* **WHAT YOU NEED TO DO**
1 - In the agility trial blog post, how many points did Vito score in his Saturday snooker run?
2 - Carry the dog agility and training blog post forward, starting right after its last sentence.

* **TEXT PASSAGE**
━━━━━━━━

Spoiler alert- Vito earned his ATCH this weekend at the USDAA trial! He needed 1 jumpers Q and 1 Super Q in snooker. Honestly it was a feat I wasn't sure would ever happen for him. Jumpers is his least favorite class and he's prone to going slow and knocking bars, but it's also very doable for him. But in snooker Vito has gotten the points needed so many times and just not the speed needed to beat the other great teams for those special super qs!
I took the tollers to their first trial in 4 months. So excited to compete as well as just getting out of the house, It was also our first time at the new jump heights. Zumi was already assured to jump 20in and Vito I wanted to remeasure as I was certain that he was easily under 19in tall in order to make that 20in cutoff as well. He made the measurement easily! I'm extra excited as I wasn't sure how much longer I wanted him jumping 22" but 20" is so much easier for him. It's amazing what just 2in can do,
Vito had 3 runs on Saturday. Jumpers was first and he needed 1 more towards his ATCH title. Well Vito was pretty happy and put out a solid run. Not warp speed but not a Sad Toller run either.
Standard was the same although Vito missed his dogwalk contact on a very easy straight exit. It's been a long time since that's happened! And then finally snooker. Since he was in the new 20in class now there were less dogs and an easier chance of getting that SQ. We pulled out a 50pt run and waited. I was a bit dismayed to see 1 team who also did 50pts slow down and not go for speed at the end. She mistakenly entered championship when they're now in performance and didn't want to take a placement away, but I didn't want to win that way. She didn't know I was going for my ATCH. Oh well. So Vito won his height. I did feel better to see that (sadly) all the top teams made errors at 22in and Vito's score would actually have gotten first in that height as well.
Vito's first championship. My first championship.
Vito must be content with his new accomplishment as his 2 runs the next day were more flat. Still manged to pull off a difficult gamble but not really excited about the day.
I've started resuming some of the dog's obedience training lately. Still no time to go the club and actually have some space for the bigger exercises, but I've been working on the little things in my tiny living room. Training with their dinner has always been easiest for me as I have to get off my butt anyway to dish up food and it requires no special treats.
My dogs don't have a ton of house manner rules. They can jump on me. They're allowed on furniture of course. The Corgi often leads obnoxious barking bouts at what are clearly grave threats to the household. They charge out the door when opened. And they are all very good supervisors of our food. SUPERVISORS is the key word in my mind. The main rule in my house is you can watch the food, even snuggle up close while I eat, but do not even think about eating it. I often set my food down and even leave the room and only have to fear the cat who seemingly springs out from nowhere. But never the dogs.
Zumi's station every time I eat is to place her head in my lap. She doesn't even look at the food and if I accidently drop a piece she doesn't even lift her head.
But apparently she's acting out since Netta has come home. Or more likely her lower exercise and mental stimulation the last several months has gotten to her. Because Zumi has broken my main rule more than once now.
So now we will go back to basics and revisit training and management. I admit that this skill that all my dogs and long term fosters have had is not one I explicitly teach them. It just kinda comes with our everyday life and gradually pushing their understanding of rules.

━━━━━━━━

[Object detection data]
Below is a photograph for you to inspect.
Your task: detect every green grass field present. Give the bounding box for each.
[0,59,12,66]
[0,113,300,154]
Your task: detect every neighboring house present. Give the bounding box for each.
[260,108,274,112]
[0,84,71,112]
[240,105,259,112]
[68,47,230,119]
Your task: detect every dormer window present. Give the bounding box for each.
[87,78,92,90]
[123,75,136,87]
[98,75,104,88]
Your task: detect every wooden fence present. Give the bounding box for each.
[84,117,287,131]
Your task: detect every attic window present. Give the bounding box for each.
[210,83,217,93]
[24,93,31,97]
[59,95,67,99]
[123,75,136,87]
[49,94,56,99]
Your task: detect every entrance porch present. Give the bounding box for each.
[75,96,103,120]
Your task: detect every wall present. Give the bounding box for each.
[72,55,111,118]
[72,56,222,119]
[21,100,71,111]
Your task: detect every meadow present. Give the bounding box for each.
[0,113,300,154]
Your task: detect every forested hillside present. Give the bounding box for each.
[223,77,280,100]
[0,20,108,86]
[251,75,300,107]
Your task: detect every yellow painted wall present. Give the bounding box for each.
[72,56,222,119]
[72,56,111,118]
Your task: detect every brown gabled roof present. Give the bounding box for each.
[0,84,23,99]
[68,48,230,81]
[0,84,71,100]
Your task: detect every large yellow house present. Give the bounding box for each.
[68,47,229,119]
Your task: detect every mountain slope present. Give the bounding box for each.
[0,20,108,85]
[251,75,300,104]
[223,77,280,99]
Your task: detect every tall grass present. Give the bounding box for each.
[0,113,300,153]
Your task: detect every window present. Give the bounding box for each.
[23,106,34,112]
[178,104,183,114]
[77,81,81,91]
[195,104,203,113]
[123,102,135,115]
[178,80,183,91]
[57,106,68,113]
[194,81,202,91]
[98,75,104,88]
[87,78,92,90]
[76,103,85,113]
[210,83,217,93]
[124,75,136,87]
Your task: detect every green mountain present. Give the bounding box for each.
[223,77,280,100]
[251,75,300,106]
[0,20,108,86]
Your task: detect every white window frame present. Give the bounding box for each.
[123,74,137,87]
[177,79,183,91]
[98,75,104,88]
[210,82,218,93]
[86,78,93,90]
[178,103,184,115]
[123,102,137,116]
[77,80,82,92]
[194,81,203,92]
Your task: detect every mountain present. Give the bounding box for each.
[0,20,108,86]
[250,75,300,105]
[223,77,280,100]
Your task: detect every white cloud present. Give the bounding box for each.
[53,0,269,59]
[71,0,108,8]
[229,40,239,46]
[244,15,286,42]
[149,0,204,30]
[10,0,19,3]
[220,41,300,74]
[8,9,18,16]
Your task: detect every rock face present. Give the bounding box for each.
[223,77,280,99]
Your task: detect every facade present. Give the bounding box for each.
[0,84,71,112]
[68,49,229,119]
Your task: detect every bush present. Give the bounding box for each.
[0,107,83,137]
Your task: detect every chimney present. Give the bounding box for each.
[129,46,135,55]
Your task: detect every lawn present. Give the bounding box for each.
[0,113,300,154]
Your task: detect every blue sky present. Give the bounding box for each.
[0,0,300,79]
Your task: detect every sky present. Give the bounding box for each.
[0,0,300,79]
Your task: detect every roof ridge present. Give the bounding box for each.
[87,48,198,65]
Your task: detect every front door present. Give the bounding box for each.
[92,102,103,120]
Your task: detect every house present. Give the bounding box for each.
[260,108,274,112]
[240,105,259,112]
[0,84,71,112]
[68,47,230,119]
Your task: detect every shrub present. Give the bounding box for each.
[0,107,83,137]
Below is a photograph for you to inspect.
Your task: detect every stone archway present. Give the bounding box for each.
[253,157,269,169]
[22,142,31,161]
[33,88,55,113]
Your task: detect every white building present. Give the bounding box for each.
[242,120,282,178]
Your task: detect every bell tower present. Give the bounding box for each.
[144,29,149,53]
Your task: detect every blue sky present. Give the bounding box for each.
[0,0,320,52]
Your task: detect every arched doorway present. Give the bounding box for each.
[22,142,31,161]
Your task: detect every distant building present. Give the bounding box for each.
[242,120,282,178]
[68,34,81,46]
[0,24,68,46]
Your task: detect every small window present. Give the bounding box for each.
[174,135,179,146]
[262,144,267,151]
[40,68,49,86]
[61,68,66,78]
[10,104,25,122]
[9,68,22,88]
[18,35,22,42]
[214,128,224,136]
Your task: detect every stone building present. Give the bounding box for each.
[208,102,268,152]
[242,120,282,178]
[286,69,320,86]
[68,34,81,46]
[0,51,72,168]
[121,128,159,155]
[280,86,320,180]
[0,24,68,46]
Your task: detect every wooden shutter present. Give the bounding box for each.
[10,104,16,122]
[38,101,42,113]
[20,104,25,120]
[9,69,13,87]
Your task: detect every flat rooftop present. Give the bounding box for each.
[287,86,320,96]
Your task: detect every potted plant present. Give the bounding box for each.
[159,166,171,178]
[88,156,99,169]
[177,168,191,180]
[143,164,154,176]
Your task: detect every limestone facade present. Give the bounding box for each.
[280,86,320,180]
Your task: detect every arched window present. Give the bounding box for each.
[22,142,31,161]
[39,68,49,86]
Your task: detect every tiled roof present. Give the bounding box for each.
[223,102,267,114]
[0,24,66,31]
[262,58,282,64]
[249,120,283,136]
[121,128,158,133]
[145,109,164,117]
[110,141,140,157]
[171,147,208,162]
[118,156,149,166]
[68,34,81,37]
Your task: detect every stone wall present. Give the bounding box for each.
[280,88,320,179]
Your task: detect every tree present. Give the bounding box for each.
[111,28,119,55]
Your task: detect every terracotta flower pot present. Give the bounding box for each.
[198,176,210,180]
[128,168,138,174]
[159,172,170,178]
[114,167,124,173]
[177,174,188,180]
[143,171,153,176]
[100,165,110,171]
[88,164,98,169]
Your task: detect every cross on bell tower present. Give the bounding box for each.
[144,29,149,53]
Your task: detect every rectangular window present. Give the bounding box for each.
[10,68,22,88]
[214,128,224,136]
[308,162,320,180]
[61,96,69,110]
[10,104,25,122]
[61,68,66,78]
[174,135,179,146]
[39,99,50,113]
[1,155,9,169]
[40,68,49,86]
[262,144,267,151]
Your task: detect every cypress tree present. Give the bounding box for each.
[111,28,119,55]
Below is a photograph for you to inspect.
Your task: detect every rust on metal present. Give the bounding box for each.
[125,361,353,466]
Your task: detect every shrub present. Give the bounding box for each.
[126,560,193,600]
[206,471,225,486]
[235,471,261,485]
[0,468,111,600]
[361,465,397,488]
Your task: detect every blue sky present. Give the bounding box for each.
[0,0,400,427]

━━━━━━━━

* **ANSWERS**
1 - 50 points.

2 -
First I will review her automatic leave it in training mode. Is the dog truly able to resist a distraction without any clue from you? If you're having to give a verbal cue, or even just a small stop in your motion then the dog isn't quite there yet. And keep in mind that it's the first rep that really counts, not the ones after the dog knows it's a proof. This with Zumi I'm certain is solid. But a dog's ability to ignore distractions and concentrate on work is not even close to the skill level needed to ignore distractions when not working. Zumi may still have some work to go with automatically ignoring things but overall she gets the game pretty well,
Outside of training sessions is where most of our work will take place, I will do all of it without giving Zumi any cue to leave it or stay as I want it to be automatic. If she was a different dog who really struggled I would consider using boundary training or place training to provide structure but Zumi doesn't need that.
First duration. This is easy for me to practice because I'm lazy, I'll just eat my meal, usually on the couch, and leave my plate sitting next to me. In easy reach so I am a part of the picture still. Duration will also naturally work on another variable such as my focus waning in and out. Zumi still has this stage down pat.
I think it's important to note that I don't ever reward from my plate when doing this training as I don't want Zumi thinking about when she is going to be able to eat it. I want her to completely ignore the food altogether, knowing that it's not going to be hers. Actually in this training at home I don't even like using food rewards at all, just calm praise. Unlike in her sport training where I want her to leave a reward and focus on me, in this every day life moment I ideally want Zumi to not focus on what I'm doing at all. Go chew a bone, take a nap, wrestle with the cat, I don't care. Of course since supervision doesn't bother me either I also don't mind if she does choose to lay her head in my lap and closely watch either! And I have fed my dogs directly from my plate quite often, but I will be suspending that with Zumi until she is back on track.
My movement and distance will be another variable. She has already proved she can leave food without my focus on her so now would be seeing if she can leave it while I stand up from the couch. Then whether I can pick up something in my hand, or bend down to touch my toes, etc. Can I move to the kitchen with direct eye contact? Move away without the eye contact reminder?
Next the dog's movement if she hasn't done that on her own already, I want to see that she has no problem walking away from food. I will reward any cues given to come but then dismiss her again and go back to pretending the food isn't there. I don't want her in training mode. And a release is not a free for all, I want to see Zumi relaxing and not thinking about running back to my food. A hard step for many!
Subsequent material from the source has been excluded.